[Stored dataset items]
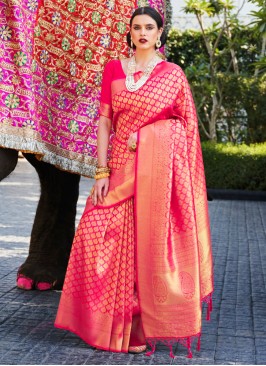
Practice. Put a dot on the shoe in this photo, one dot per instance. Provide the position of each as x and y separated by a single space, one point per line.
137 349
44 286
24 283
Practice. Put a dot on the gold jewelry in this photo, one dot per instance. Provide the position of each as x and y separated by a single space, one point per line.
104 169
131 85
158 43
101 175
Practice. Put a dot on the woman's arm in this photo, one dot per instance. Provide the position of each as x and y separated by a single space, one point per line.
101 186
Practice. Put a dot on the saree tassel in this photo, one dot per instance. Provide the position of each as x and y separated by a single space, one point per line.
189 354
153 345
198 344
171 354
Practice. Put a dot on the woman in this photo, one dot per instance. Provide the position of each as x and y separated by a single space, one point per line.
141 263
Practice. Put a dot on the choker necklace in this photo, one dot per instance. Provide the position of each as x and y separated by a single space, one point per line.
131 85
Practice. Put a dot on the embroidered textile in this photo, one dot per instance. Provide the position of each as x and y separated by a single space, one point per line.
172 245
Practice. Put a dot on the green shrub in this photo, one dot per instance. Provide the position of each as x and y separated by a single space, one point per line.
230 166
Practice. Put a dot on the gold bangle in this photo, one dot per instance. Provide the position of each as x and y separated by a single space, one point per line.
101 175
99 171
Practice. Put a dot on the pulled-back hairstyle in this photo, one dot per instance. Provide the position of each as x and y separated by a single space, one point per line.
147 10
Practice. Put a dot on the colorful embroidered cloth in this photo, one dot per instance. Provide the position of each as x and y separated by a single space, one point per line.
163 235
52 54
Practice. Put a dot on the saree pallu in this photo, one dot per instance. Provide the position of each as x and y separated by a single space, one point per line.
52 54
163 237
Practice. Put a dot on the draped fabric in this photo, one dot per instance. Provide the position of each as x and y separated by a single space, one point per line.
141 262
52 54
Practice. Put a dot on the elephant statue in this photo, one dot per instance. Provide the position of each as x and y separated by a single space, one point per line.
52 54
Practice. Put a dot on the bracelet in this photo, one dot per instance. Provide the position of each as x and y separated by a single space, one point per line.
102 169
101 175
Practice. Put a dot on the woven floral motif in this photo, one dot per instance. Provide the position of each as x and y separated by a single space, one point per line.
52 54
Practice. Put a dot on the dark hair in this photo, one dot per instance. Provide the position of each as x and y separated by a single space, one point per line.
147 10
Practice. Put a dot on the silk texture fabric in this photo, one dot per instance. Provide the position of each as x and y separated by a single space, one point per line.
141 262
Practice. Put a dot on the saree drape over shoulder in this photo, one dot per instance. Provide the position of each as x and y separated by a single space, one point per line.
141 262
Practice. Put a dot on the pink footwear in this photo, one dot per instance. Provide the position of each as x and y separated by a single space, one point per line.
137 349
43 286
24 283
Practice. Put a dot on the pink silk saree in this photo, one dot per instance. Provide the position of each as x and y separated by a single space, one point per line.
141 262
52 55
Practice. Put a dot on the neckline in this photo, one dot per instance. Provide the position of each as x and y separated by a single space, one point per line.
120 62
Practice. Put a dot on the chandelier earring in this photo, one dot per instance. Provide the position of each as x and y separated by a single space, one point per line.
131 50
158 43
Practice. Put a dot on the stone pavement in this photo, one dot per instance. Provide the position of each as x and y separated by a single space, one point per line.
235 335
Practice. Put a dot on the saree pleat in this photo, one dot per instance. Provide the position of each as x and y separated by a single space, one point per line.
141 262
97 299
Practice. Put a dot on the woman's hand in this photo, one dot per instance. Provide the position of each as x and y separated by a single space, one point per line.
132 141
99 190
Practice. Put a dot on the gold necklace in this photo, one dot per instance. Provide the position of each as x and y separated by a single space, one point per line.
131 85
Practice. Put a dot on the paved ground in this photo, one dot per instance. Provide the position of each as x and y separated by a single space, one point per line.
236 334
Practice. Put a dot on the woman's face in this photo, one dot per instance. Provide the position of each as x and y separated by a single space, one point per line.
144 32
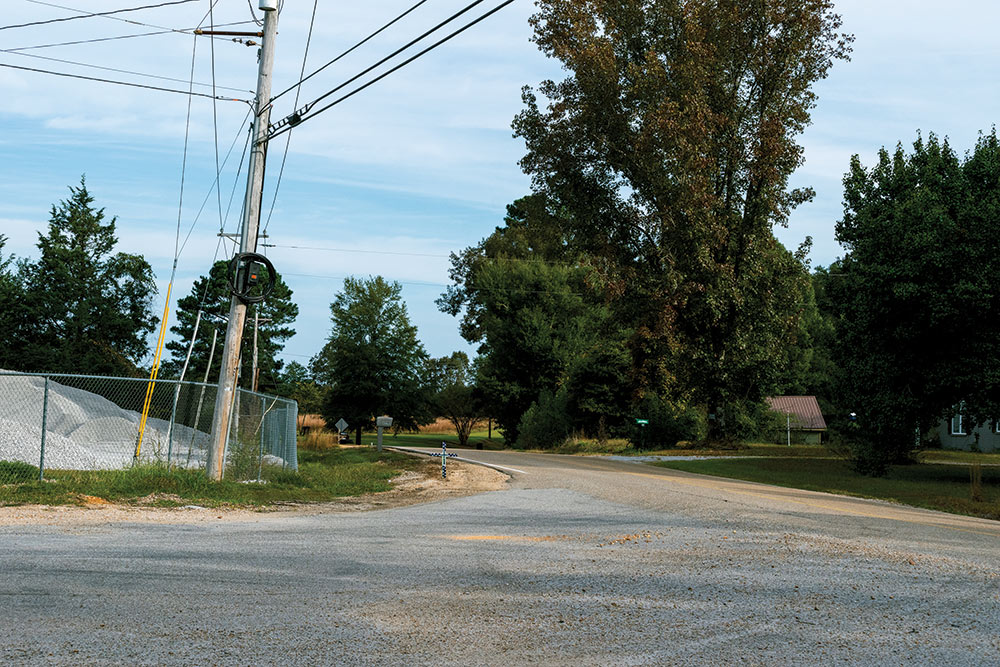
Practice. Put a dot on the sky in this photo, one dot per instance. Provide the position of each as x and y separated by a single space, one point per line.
417 166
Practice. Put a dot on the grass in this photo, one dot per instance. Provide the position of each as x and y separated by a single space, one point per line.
625 448
322 476
934 486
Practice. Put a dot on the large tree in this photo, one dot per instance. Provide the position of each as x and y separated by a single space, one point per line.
211 294
87 309
668 148
373 361
919 293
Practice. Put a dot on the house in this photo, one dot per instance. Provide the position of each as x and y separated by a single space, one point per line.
958 433
806 421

Exercise brief | Please write out every line of the records above word for word, leaving out the pictures.

Finished task |
Practice. Put a dot on the shoe in this photo, one dot per instance. Provide the position of each as x and y separated by a single space, one point per line.
137 349
44 286
24 283
Practice. Put a dot on the gold jewelry in this photo, one dot per instance. Provide the position of each as x and y separated by a single space, one point per line.
104 169
131 85
158 43
101 175
Practice. Put a dot on the woman's arm in this photo, one dot per instance. Provide the position of each as x and y separated by a single space, one point per line.
101 186
Practice. Put a dot on the saree tassel in this photo, one dot per instance. Provide the position of each as x and y separated by a single space, one point per line.
189 354
153 345
198 344
171 354
Practice. Put a dot on the woman in this photo, one dot per instance. Provide the position of each as x and y separated by a single space, one point per line.
141 263
Practice. Put a dot on the choker necklace in this photo, one dot per instance. Provide the position of each as x and y separated by a single space, one point per line.
131 85
Practice. Put a dot on the embroidered textile in this photo, one dot per instance. Provide the position of each as x and y separated by a single space, one point per line.
172 245
Practice. Put a dot on the green shrub in this photo, one dot per instance. Provide the position of each as x and y separated by a single space, one point per line.
230 166
Practice. Put a dot on the gold bangle in this photo, one dot per instance. Provide the position of each as x and y separated by a single space, one point per line.
101 175
99 171
Practice. Put a dot on the pulled-back hairstyle in this photo, one dot per instance. Provide the position of each as x and y separated by a single space, one point per line.
147 10
Practice. Put a dot on the colorful embroidered cloth in this photo, one dot per instance. Provide the position of each as x and y separated by a single space, one point per line.
163 235
52 54
Practice. Put a dot on the saree pallu in this photo, one dot per instance. Provide the position of each as x and y separated by a single space, one point per line.
52 54
163 237
Practice. Put a dot on the draped fabric in this photo, one dot per instance. Provide the position of each as x and y separated by a single space, one point per line.
141 262
52 54
Practice. Put a dot on the elephant statue in this photo, one dot per instance. Provide the position of each as x and y separated by a single space, one point per line.
52 54
Practice. Put a dot on the bracelet in this photo, one dot per instance. Provide the position of each as x and y separated by a single space, one point per line.
102 169
101 175
Practice. Put a dot on the woven floral motif in this photo, one dot per instance. Provide the position of each as x and y separated by a single space, one point per line.
52 54
Practice. Put a dot on the dark hair in this photo, one dot per instance. Provide the position of each as x and y separated by a single space, one point per line.
147 10
Practice. Put a dot on the silk texture fabric in this photo, one dot per instance. Provide the position of each as x and y separated by a single space, one point per line.
141 262
Practice. Put a dot on the saree drape over shoulder in this photo, one dot per instance. Provide the position of each as x and y separated by a single space, one point per line.
141 262
Practice. Put a dot on the pink footwear in this photo, one dot per instance. Provide the position of each as x and y separated by a single space, one point per line.
137 349
43 286
24 283
Practice. Put a dot on the pink silk saree in this photo, one dot per instance. Provide the position of each as x and y separated by a single space, one point per line.
141 262
52 55
Practice. Put a dot on the neckline in this photo, one dot per instance. Provide the position of each as x and y separated by a single space, one point per line.
120 62
Practice. Put a dot on the chandelier earring in this photo, one dot per instance. Provide the position of each as x and y separated by a single space, one point per line.
131 50
158 43
Practice. Put a dot on the stone pavement in this photo, one dot per instance. Provide the position of each as x and y separated by a single space, one point per line.
235 335
Practice. Put a dot on the saree pleat in this photo, one dot per instance. Provide the position of each as x and y separated by a single space, one point per line.
141 262
97 299
Practice. Put a dot on the woman's hand in this photo, one dot per instance. Provide the position of each as x and y separated by a single space, one point per line.
132 141
99 190
Practice. Put a dot on the gold necklace in this photo, one dot per instance. Provide the position of each as x and y separated by a single space, one point per line.
131 85
Practice. Put a dot on the paved ground in this photo, one dot per instance. Provide the position of each as x and y separated by a single space, one point per line.
236 334
Practice. Put a dot on the woman's face in this photo, one dot per instance. Provide the position of each as x and y separated by a single space, one point per line.
144 32
Practice. Put a dot on the sky in this photo, one dot per instance. Provide the position of each as x and y separated by a single space, one point per line.
417 166
Practice. Put a dot on the grass in this photo, one dot per instance. Provide the position of each as x and y separated by a single space, one point per line.
625 448
322 476
934 486
Practice. Put a dot on the large tree in this photo, one dot per instance. Provide the position of each as x and y separated by a single space, one point per line.
211 294
87 309
668 148
373 361
919 293
Practice. Put a dot on the house in this photo, one dot per instance. Provide the position of each as x and y separated by a single space, one point per line.
958 433
806 421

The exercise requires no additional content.